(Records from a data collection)
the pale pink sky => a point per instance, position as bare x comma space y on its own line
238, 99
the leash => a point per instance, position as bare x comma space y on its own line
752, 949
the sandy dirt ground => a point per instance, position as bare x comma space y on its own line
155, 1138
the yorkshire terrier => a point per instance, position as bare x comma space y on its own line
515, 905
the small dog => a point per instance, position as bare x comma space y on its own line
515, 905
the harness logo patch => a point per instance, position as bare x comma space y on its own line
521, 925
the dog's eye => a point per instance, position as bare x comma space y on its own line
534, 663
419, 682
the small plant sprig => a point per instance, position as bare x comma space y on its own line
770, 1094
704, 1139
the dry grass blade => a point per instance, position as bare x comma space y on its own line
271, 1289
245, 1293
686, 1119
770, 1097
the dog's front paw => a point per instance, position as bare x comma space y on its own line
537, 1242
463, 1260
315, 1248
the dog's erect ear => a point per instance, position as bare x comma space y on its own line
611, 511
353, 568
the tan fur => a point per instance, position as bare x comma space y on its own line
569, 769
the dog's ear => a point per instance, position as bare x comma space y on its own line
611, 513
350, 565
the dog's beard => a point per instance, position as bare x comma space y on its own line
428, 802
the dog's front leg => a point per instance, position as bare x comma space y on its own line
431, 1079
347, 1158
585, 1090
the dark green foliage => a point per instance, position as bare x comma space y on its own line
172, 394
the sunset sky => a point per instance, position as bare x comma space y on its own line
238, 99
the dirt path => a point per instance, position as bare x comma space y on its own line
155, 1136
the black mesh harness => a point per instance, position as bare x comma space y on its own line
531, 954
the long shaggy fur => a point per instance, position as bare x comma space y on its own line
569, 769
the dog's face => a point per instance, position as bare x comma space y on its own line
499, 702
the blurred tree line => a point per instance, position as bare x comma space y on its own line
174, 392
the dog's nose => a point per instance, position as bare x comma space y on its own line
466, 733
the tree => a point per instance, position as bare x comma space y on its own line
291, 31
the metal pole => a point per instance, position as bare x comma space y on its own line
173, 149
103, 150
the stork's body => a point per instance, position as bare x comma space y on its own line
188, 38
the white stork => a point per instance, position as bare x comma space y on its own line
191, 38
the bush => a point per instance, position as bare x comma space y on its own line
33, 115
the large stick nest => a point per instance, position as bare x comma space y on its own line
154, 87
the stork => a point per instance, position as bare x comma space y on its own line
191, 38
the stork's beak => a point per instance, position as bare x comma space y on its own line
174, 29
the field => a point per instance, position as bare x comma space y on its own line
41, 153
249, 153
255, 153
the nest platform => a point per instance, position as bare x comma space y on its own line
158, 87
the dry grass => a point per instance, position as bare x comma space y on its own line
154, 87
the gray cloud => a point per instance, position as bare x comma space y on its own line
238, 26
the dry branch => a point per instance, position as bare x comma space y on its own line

EXERCISE.
From the line containing "the gray cloud" down to the last line, reproduce the records exactly. Include both ends.

SOLUTION TO THE PROBLEM.
the gray cloud => a point per instance, position as bare x comma space y on its own line
238, 26
the dry branch => a point per instance, position as bare x comma space y on its own line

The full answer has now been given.